- Problem requirements -
State how many lines of the data below contain the word "muddy", matching case exactly, and give only that number.

▬▬▬▬▬▬

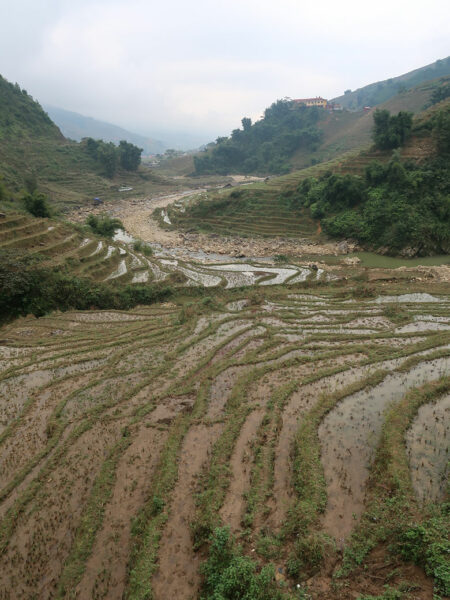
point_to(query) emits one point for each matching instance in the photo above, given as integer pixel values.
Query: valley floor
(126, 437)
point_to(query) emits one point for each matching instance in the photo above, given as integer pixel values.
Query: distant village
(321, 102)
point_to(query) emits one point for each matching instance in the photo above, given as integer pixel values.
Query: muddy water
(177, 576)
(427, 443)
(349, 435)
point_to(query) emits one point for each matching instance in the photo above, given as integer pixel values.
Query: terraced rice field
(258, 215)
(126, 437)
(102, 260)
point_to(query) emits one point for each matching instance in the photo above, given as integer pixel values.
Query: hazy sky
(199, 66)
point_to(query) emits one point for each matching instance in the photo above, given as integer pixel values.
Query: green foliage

▬▬▬▬▬▬

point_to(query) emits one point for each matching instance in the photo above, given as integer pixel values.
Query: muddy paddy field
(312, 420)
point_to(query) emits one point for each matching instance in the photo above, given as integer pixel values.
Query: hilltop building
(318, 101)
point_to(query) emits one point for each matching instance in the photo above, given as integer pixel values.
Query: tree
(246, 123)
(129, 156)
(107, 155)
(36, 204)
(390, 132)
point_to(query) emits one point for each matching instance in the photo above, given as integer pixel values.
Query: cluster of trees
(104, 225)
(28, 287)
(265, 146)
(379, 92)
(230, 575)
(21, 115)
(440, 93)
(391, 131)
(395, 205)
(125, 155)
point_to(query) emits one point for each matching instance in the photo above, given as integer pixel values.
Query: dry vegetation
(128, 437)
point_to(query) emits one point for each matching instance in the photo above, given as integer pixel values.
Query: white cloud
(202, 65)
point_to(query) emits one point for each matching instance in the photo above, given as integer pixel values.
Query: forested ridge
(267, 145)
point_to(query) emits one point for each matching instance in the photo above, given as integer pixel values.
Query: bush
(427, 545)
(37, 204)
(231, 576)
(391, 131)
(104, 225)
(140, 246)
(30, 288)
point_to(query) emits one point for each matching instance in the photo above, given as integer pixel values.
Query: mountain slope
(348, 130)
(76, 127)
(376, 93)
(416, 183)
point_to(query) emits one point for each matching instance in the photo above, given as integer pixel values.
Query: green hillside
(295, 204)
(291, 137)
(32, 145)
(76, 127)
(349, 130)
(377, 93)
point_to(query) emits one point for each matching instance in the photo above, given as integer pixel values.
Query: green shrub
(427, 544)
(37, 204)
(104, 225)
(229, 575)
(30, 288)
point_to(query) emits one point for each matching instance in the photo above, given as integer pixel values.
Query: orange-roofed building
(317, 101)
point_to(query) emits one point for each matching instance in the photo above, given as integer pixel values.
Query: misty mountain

▬▬▬▬▬▬

- Written reply -
2